We use the same decomposition trick of $\phi^{(p)}_{m}\phi^{(p)}_{n}$ as in the proof of Lemma 2. We need to bound $\sup_{x}\phi^{(p)}$ :

\sup_{x}\phi^{(p)}<\sup(L_{\rho}|{\bm{v}}^{p-1}|+\phi(0))<L_{\rho}||{\bm{v}}^{p-1}||^{2}_{2}+\phi(0).

(28)

Thus, we have

||{\bm{v}}^{(p)}||^{2}_{2}\leq M^{(p)}{C_{3}^{p}}^{2}\big{(}M^{2}(L_{\rho}||{\bm{v}}^{p-1}||^{2}_{2}+\phi(0))^{2}-M(M-1)d_{min}^{2})\big{)}=\mathcal{J}^{P}.

(29)

What is required
Continue the proof excerpt on bounding the norm of the vector, starting after the last equation shown. The data that follows comes from a separate source and is unrelated to the proof excerpt.

Object location annotation data:
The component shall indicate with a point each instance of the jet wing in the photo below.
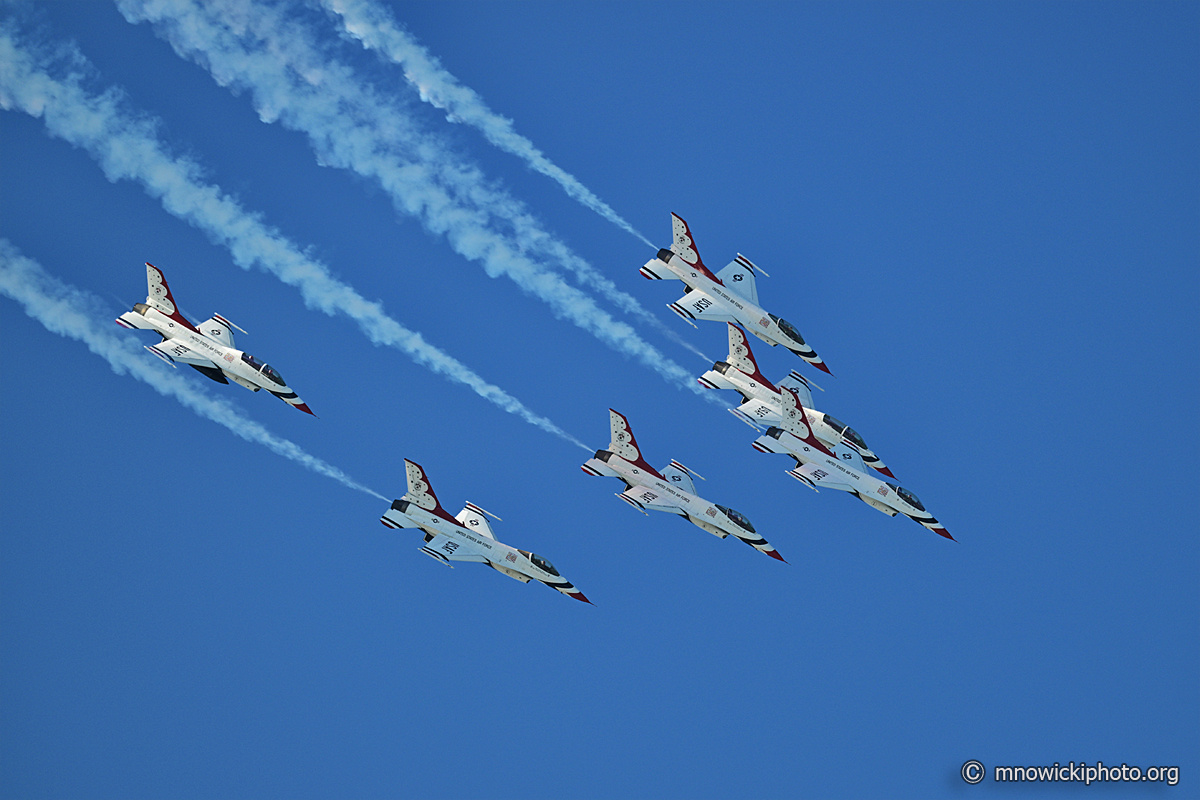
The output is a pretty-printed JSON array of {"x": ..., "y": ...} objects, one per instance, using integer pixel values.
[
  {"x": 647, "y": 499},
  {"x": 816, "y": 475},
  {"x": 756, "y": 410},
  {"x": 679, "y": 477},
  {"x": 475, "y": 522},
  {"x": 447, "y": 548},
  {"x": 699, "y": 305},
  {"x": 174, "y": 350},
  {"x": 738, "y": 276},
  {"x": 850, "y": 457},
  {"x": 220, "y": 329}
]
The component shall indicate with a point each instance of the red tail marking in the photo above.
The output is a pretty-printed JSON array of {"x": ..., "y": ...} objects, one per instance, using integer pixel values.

Answer to this exercise
We found a recursive bound for $||{\bm{v}}^{(p)}||^{2}_{2}$ and we note that for $p=0$ we have $||{\bm{v}}^{0}||^{2}_{2}\leq||W^{0}||_{\infty}C_{1}\leq C^{0}_{3}C_{1}=\mathcal{J}^{0}$ . Thus,

\sup_{{\bm{x}},f^{P}\in\mathcal{F}^{P}}|f({\bm{x}})|=\sup_{{\bm{x}},f^{P}\in\mathcal{F}^{P}}|{\bm{v}}^{P}|\leq\sqrt{\mathcal{J}^{P}}.

(30)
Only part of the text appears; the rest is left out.